SUPPLIED TEXT
┌──
Export to GitHub

snakeyaml - issue #136

ScannerException when loading stream with tab character


Posted on Dec 13, 2011 by Swift Bird

What steps will reproduce the problem? 1. new Yaml().load("--- 36L\tDIESEL\n"); 2. 3.

What is the expected output? What do you see instead? "36L\tDIESEL"

What version of SnakeYAML are you using? On what Java version? 1.9

Please provide any additional information below. (Often a failing test is the best way to describe the problem.)

A verbatim tab character is allowed in a YAML string so the example given above should parse OK.

Comment #1

Posted on Dec 13, 2011 by Helpful Monkey

would be interesting to see the Exception without compiling anything. Since you have it already why not to post it here?

Comment #2

Posted on Dec 14, 2011 by Massive Rhino

Comment deleted

Comment #3

Posted on Dec 14, 2011 by Swift Bird

Thank you for you reply.

I try the following example:

import org.yaml.snakeyaml.Yaml;

public class Issue136 { public static void main(String[] args) { new Yaml().load("--- 36L\tDIESEL\n"); } }

and I get the following exception:

Exception in thread "main" while scanning for the next token found character '\t' that cannot start any token in "", line 1, column 8: --- 36L DIESEL ^

at org.yaml.snakeyaml.scanner.ScannerImpl.fetchMoreTokens(ScannerImpl.java:358)
└──
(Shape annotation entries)
┌──
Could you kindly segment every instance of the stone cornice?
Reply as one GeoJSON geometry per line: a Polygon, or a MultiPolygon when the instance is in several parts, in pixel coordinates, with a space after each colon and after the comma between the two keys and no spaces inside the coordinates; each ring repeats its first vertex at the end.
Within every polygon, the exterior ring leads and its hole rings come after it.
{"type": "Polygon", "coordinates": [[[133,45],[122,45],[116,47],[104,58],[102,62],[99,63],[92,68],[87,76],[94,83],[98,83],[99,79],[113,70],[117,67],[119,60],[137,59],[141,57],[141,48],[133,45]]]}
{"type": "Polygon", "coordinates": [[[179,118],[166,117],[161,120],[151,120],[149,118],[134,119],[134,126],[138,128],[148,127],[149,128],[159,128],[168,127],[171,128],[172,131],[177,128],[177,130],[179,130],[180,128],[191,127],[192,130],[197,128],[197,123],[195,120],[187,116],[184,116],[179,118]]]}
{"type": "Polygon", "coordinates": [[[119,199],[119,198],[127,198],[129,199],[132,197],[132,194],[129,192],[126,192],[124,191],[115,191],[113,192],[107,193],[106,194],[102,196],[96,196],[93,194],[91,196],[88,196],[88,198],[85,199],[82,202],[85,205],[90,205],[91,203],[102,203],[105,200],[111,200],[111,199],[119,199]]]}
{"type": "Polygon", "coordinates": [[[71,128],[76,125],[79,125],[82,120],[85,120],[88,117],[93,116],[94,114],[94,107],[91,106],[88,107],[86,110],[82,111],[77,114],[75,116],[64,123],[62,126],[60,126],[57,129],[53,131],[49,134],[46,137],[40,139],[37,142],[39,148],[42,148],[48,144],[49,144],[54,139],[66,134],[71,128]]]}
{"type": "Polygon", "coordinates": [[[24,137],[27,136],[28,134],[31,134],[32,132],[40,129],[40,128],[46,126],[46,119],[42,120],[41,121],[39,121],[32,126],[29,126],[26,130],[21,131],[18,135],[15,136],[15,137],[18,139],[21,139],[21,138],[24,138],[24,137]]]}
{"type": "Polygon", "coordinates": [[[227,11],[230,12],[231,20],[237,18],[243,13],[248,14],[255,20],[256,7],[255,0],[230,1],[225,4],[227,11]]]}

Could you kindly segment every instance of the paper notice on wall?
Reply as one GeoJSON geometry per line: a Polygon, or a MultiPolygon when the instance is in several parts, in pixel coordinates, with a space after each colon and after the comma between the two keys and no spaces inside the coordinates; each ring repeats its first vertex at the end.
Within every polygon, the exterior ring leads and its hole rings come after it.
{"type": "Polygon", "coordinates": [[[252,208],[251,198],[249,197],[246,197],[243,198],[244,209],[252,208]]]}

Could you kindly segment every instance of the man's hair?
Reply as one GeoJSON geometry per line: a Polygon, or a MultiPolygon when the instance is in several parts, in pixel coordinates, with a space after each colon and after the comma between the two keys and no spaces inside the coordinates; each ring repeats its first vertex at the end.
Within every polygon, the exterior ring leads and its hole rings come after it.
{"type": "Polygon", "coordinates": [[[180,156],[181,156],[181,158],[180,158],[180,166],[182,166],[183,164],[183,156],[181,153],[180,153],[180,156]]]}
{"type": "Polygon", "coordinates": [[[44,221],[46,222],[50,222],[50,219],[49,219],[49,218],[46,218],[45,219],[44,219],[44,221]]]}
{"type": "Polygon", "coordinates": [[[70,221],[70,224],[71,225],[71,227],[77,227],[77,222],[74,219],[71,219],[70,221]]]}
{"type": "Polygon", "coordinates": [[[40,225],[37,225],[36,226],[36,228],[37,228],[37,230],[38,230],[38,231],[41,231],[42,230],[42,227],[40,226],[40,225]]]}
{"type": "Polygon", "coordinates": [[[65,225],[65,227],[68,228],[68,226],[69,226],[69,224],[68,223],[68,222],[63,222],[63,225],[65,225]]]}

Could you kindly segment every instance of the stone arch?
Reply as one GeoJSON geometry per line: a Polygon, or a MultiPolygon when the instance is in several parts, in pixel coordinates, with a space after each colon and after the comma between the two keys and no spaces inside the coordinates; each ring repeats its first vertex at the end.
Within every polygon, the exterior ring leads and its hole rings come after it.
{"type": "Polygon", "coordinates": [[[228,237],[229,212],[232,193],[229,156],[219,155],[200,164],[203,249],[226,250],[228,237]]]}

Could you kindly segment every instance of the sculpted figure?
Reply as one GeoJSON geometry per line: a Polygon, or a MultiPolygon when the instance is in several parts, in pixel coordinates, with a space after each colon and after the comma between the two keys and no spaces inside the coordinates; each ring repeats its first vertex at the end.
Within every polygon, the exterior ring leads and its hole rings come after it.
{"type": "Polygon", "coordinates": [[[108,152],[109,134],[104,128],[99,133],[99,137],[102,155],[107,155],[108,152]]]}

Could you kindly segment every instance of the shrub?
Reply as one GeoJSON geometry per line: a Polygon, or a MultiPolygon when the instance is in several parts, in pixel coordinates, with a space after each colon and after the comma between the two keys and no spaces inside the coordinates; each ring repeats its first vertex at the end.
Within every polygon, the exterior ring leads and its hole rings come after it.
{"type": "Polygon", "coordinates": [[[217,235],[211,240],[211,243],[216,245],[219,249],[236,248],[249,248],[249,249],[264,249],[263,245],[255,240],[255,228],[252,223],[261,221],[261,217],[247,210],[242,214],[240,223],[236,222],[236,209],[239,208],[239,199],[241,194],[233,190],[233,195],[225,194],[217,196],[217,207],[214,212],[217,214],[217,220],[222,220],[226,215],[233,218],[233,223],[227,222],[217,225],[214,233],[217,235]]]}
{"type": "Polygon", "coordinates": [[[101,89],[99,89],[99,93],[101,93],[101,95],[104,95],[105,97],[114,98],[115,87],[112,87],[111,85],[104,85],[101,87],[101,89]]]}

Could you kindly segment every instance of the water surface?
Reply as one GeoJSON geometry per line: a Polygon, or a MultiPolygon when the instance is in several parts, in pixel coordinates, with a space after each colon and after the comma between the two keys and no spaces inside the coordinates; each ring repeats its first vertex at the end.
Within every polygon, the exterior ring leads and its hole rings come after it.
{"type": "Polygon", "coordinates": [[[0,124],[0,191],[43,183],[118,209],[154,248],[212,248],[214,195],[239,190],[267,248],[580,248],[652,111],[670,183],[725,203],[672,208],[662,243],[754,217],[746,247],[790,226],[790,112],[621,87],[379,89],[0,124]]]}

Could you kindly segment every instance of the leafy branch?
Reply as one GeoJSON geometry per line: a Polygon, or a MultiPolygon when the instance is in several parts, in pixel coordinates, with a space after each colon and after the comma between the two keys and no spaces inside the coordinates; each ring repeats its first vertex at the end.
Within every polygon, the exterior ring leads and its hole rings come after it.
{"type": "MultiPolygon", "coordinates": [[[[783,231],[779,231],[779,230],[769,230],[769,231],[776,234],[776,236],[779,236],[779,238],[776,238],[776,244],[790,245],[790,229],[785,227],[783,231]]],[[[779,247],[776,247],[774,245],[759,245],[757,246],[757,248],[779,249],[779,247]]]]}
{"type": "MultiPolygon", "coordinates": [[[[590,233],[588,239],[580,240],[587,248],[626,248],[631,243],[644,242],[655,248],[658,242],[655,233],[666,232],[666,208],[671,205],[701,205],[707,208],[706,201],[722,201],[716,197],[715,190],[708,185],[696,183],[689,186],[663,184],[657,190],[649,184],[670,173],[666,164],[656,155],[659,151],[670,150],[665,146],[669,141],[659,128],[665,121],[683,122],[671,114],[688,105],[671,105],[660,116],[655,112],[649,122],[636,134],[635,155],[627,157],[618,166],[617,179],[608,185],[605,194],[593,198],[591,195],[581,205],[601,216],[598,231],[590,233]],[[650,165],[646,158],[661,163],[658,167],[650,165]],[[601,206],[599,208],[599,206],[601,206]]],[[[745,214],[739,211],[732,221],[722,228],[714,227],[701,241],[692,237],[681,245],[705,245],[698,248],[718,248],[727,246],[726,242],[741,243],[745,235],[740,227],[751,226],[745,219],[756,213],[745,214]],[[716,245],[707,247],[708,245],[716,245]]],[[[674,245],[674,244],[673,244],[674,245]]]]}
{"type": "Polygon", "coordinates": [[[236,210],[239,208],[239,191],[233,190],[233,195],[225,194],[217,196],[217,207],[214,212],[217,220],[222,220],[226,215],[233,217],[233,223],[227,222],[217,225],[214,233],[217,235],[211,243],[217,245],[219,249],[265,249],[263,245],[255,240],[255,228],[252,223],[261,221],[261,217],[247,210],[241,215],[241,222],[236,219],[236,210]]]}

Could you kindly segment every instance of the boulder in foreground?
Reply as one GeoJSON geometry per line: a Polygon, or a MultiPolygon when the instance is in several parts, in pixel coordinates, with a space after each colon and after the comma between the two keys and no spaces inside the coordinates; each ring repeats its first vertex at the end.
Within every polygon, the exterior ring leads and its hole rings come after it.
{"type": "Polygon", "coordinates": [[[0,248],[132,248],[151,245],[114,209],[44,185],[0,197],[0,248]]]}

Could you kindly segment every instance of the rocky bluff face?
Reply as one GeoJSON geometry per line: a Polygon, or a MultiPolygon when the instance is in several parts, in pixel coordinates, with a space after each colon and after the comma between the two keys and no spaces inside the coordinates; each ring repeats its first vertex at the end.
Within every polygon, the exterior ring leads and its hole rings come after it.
└──
TASK TO COMPLETE
Write the next part of the SnakeYAML tab-character issue thread, picking up after its last line. These rows were taken from a different source than the thread.

EXERCISE RESULT
at org.yaml.snakeyaml.scanner.ScannerImpl.peekToken(ScannerImpl.java:202)
at org.yaml.snakeyaml.parser.ParserImpl$ParseDocumentEnd.produce(ParserImpl.java:265)
at org.yaml.snakeyaml.parser.ParserImpl.peekEvent(ParserImpl.java:161)
at org.yaml.snakeyaml.parser.ParserImpl.getEvent(ParserImpl.java:171)
at org.yaml.snakeyaml.composer.Composer.composeDocument(Composer.java:125)
at org.yaml.snakeyaml.composer.Composer.getSingleNode(Composer.java:106)
at org.yaml.snakeyaml.constructor.BaseConstructor.getSingleData(BaseConstructor.java:121)
at org.yaml.snakeyaml.Yaml.loadFromReader(Yaml.java:296)
at org.yaml.snakeyaml.Yaml.load(Yaml.java:266)
at Issue136.main(Issue136.java:5)

Comment #5

Posted on Dec 14, 2011 by Massive Rhino

The corresponding issue for PyYAML has been created: http://pyyaml.org/ticket/219

Comment #6

Posted on Dec 14, 2011 by Massive Rhino

I found the answer. This comment explains it (http://code.google.com/p/snakeyaml/source/browse/src/main/java/org/yaml/snakeyaml/scanner/ScannerImpl.java#1630): "The specification is really confusing about tabs in plain scalars. We just forbid them completely. Do not use tabs in YAML!"

I would recommend to ask the question in the general YAML mailing list (see http://www.yaml.org/) to get the proper explanation.

Comment #7

Posted on Dec 15, 2011 by Swift Bird

I will ask on the mailing list.

The example is output from Ruby 1.8, so it must be pretty common.

Comment #8

Posted on Dec 18, 2011 by Massive Rhino

I think I managed to fix the problem. Please have a look at this clone: http://code.google.com/r/py4fun-tabinscalar/source/checkout

As you can see, the test accepts tabs inside a plain scalar: http://code.google.com/r/py4fun-tabinscalar/source/browse/src/test/java/org/yaml/snakeyaml/issues/issue136/TabInScalarTest.java

If we accept this fix then SnakeYAML will work differently then PyYAML. I will try to create the same patch for PyYAML and discuss it in the YAML core mailing list.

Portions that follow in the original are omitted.